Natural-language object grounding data
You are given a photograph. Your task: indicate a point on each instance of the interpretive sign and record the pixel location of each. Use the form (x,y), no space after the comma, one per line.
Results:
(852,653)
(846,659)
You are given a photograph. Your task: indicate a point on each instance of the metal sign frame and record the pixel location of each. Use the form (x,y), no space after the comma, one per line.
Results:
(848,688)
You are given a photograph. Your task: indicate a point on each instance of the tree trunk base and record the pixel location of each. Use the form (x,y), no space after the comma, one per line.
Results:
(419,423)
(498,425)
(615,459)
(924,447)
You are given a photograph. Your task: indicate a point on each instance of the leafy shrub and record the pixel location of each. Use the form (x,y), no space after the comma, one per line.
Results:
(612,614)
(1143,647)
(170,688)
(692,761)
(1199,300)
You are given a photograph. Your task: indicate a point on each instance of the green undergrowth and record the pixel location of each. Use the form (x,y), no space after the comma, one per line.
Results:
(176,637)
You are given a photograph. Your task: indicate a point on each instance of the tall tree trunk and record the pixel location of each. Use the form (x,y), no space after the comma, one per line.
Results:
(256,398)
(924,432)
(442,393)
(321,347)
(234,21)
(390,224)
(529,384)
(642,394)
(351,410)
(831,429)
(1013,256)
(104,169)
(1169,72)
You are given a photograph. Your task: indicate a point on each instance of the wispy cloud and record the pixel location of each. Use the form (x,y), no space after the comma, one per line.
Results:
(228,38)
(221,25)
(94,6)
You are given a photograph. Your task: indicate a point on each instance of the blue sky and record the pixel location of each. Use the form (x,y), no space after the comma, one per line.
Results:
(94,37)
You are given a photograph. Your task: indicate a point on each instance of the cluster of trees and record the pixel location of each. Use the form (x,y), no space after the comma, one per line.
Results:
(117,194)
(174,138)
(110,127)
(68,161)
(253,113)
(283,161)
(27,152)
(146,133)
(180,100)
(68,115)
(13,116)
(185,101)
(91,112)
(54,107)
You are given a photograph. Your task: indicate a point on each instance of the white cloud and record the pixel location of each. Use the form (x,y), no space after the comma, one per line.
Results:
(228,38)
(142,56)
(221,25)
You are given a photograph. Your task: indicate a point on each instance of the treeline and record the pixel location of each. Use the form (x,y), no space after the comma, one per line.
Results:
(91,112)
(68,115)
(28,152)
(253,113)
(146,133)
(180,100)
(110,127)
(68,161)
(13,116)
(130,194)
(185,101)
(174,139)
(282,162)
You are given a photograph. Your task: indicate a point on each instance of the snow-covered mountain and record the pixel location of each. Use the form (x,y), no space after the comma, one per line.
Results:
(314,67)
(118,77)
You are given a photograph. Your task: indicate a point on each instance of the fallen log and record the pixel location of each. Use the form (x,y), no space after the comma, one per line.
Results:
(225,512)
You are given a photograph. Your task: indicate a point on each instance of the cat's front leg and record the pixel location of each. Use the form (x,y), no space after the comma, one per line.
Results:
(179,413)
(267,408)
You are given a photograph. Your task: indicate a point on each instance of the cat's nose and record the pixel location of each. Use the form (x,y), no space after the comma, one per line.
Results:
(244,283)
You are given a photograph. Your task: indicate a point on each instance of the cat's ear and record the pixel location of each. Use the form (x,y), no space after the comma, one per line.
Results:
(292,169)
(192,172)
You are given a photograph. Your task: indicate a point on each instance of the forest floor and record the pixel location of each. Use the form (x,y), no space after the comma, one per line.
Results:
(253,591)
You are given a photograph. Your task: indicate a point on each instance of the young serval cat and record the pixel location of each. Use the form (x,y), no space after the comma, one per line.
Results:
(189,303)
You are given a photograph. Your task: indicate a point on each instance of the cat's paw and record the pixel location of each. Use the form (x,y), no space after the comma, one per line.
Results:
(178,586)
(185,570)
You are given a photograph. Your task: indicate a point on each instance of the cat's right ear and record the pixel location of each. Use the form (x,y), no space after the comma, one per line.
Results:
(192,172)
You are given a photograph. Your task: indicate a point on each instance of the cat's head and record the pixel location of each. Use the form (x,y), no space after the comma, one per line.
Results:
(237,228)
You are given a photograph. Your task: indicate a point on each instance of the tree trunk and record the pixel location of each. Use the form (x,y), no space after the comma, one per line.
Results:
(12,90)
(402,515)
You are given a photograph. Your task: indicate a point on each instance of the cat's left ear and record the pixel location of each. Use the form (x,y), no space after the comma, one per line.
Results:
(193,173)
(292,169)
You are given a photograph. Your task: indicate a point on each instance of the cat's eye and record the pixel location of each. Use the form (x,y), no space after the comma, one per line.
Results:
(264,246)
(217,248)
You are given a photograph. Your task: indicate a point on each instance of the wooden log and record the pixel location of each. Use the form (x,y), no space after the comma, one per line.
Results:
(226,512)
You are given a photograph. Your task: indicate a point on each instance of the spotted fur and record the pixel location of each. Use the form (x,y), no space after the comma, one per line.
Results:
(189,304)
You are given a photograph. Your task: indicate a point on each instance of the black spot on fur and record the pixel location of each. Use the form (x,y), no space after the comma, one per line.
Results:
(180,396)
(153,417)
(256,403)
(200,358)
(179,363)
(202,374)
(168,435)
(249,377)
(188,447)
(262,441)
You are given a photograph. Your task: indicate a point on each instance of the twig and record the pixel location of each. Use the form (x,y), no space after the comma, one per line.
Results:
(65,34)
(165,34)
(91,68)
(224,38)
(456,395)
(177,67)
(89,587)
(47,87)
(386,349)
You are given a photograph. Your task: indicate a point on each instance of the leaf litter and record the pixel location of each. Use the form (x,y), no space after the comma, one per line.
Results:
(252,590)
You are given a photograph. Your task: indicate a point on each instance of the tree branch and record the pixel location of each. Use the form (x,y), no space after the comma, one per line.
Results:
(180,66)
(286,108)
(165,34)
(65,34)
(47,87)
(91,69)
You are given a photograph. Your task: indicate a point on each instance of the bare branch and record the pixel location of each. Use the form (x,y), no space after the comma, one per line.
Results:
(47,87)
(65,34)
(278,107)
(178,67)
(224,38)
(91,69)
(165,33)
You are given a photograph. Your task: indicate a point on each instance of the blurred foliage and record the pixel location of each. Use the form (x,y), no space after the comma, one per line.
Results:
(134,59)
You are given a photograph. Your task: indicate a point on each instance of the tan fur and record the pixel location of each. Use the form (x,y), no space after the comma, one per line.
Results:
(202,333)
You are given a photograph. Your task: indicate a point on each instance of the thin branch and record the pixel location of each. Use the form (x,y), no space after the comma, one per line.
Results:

WORK INSTRUCTION: With nothing added or left out, print the data again.

TASK SOLUTION:
You are given a photograph. Your task: indicate a point on each instance of the interpretive sign and record the pixel location of each. Use the form (x,y), no space after the comma, one per line.
Results:
(852,653)
(846,659)
You are given a photograph. Your task: indicate a point on each instance of the metal sign frame and record the pixel location of each. Use the form (x,y), no space after the comma, one per line.
Results:
(848,688)
You are given a photograph. Your task: indicate a point on each instance of the tree trunk base and record the pixel location of each. Use the form (x,y), no space after the comma, one per line.
Results:
(419,423)
(498,425)
(615,459)
(924,447)
You are given a photograph. Your task: indicate a point on each instance of the leafy shrub and record the pixel location of each. Use the form (x,y), no space after the comma, one per line.
Results:
(612,614)
(1143,647)
(170,688)
(692,761)
(1199,300)
You are given a photograph. Your task: indicate a point on each instance of the green undergrowth and record the pixel location of each. Use the form (x,y), no space after the comma, one per line.
Results:
(176,637)
You are given a photograph. Your task: indicate a point on each instance of the tall tree trunk and record the pixel location of each. Use the form (x,y), no space after the comma, one per line.
Results:
(256,398)
(924,432)
(442,393)
(321,347)
(234,21)
(390,224)
(529,384)
(642,394)
(351,410)
(831,429)
(1013,256)
(104,169)
(1169,72)
You are given a photograph. Your task: indicate a point on each instance of the wispy cloud and record the pixel location of each. Use the form (x,y), no space after the comma, one per line.
Results:
(228,38)
(221,25)
(94,6)
You are given a photograph. Your task: indicate a point on each instance of the blue sky and record the pixel location of each. Use the form (x,y), no space after the comma, one per line.
Results:
(94,37)
You are given a photograph. Your task: indicate a point on each instance of the cluster of trees and record the pixel location of each. Use the form (x,y), no space after the comma, one per line.
Results:
(117,194)
(174,138)
(110,127)
(68,161)
(253,113)
(283,161)
(27,152)
(146,133)
(180,100)
(68,115)
(13,116)
(185,101)
(91,112)
(54,107)
You are given a photograph. Your task: indicate a point on each instance of the white cloud and record the pixel location of each. Use the form (x,y), no space after the comma, one per line.
Results:
(228,38)
(142,56)
(221,25)
You are given a photograph. Your task: indicate a point on each instance of the treeline and record the pixel location of each. Use the form (x,y), no space after the comma, one per line.
Results:
(91,112)
(68,115)
(28,152)
(253,113)
(146,133)
(180,100)
(110,127)
(68,161)
(13,116)
(130,194)
(185,101)
(174,139)
(282,162)
You are given a photograph. Your task: indicate a point on each instance of the snow-covered mountain and record the pixel location of each. Use the form (x,y), no space after the comma, one per line.
Results:
(314,67)
(118,77)
You are given a photograph. Your task: indicate a point on each instance of the fallen log and record the pixel location of each. Use the form (x,y), no space after the comma, one per line.
Results:
(225,512)
You are given a photograph. Your task: indicate a point on each instance of the cat's front leg and record the pixel location of each. Use the form (x,y), no space after the comma, one per line.
Results:
(179,413)
(267,408)
You are given a photograph. Your task: indicate a point on each instance of the cat's nose and record the pixel location of each. Use the form (x,y), no space after the comma, one per line.
Results:
(244,283)
You are given a photograph. Your task: indicate a point on each instance of the cat's ear and record the pixel location of each. Use the form (x,y), no space after the comma, one per line.
Results:
(292,169)
(192,172)
You are given a photograph. Your task: indicate a point on each instance of the forest floor and record the pixel location of each. Use the form (x,y), no space after the comma, one per line.
Results:
(253,591)
You are given a photograph. Your task: indicate a point on each instance of the young serval cat and record the pixel location of each. Use the form (x,y), no space after the comma, one per line.
Results:
(189,303)
You are given a photograph. Your task: indicate a point on each instance of the cat's paw and record the pixel location of each. Use the form (x,y), no space after the comma, one per line.
Results:
(178,586)
(185,570)
You are given a photograph. Your task: indicate a point on each instance of the cat's right ear and record the pixel location of each. Use the form (x,y), no space after the comma, one per line.
Results:
(192,172)
You are given a photograph. Your task: indicate a point on each instance of the cat's head and record the pixel location of each. Use the form (x,y), no space after the comma, one per line.
Results:
(237,228)
You are given a photograph. Your task: indicate a point on each instance of the tree trunk and record the pixel location of each. Use the form (x,y), no space after the comma, one per line.
Results:
(12,90)
(402,515)
You are given a photograph. Your task: indicate a point on each instance of the cat's left ear and record the pixel location of each. Use the form (x,y), no space after the comma, one per line.
Results:
(193,173)
(292,169)
You are given a photograph. Your task: indicate a point on each instance of the cat's eye and record the pixel location of each. Use the form (x,y), no space after the comma, one per line.
Results:
(264,246)
(217,248)
You are given a photograph. Your task: indicate a point on each instance of the wooden log and record the pixel location of each. Use the form (x,y), no space after the comma, one per line.
Results:
(226,512)
You are given a photograph. Your task: indicate a point on each instance of the spotted fur and record the pixel location of each. Use the form (x,y), no space after the comma, one per line.
Results:
(189,304)
You are given a photograph. Your task: indicate a point on each instance of the black spot on fur and record the pixel location of each. Use the form (x,y), no space after the comma, one per line.
Results:
(180,396)
(153,417)
(256,403)
(200,358)
(179,363)
(202,374)
(168,435)
(249,377)
(188,447)
(262,441)
You are given a photograph. Your task: indicate a point on each instance of the twig and record the pixel location of each. Use the form (x,y), no space after the comma, one per line.
Results:
(65,34)
(165,34)
(91,68)
(224,38)
(456,395)
(177,67)
(89,587)
(47,87)
(386,349)
You are given a photograph. Your task: indicate a point on each instance of the leaf litter and record the pixel location of each. Use the form (x,y), no space after the comma, one per line.
Results:
(252,590)
You are given a photograph. Your task: indicate a point on each instance of the tree branch and record the pixel location of each. Use the form (x,y), no space after the comma, one per line.
Results:
(180,66)
(286,108)
(165,34)
(65,34)
(47,87)
(91,69)
You are given a photograph. Your task: indicate a point on each instance of the bare branch and record the pixel location of each. Use the form (x,y), no space after the comma, one per line.
Results:
(47,87)
(65,34)
(278,107)
(178,67)
(224,38)
(91,69)
(165,33)
You are given a photograph. Your task: indicate a point on each instance of the blurred foliage and record the pixel location of each. Use the form (x,y), no space after the comma, one per line.
Results:
(134,59)
You are given a photograph. Your task: indicate a point on each instance of the tan fur and record the pixel location of each. Use the form (x,y), no space after the comma, one per line.
Results:
(202,333)
You are given a photograph. Your task: indicate a point on each instance of the thin branch and record the pixel location of each. Use the form (x,y), no space after the comma, one per line.
Results:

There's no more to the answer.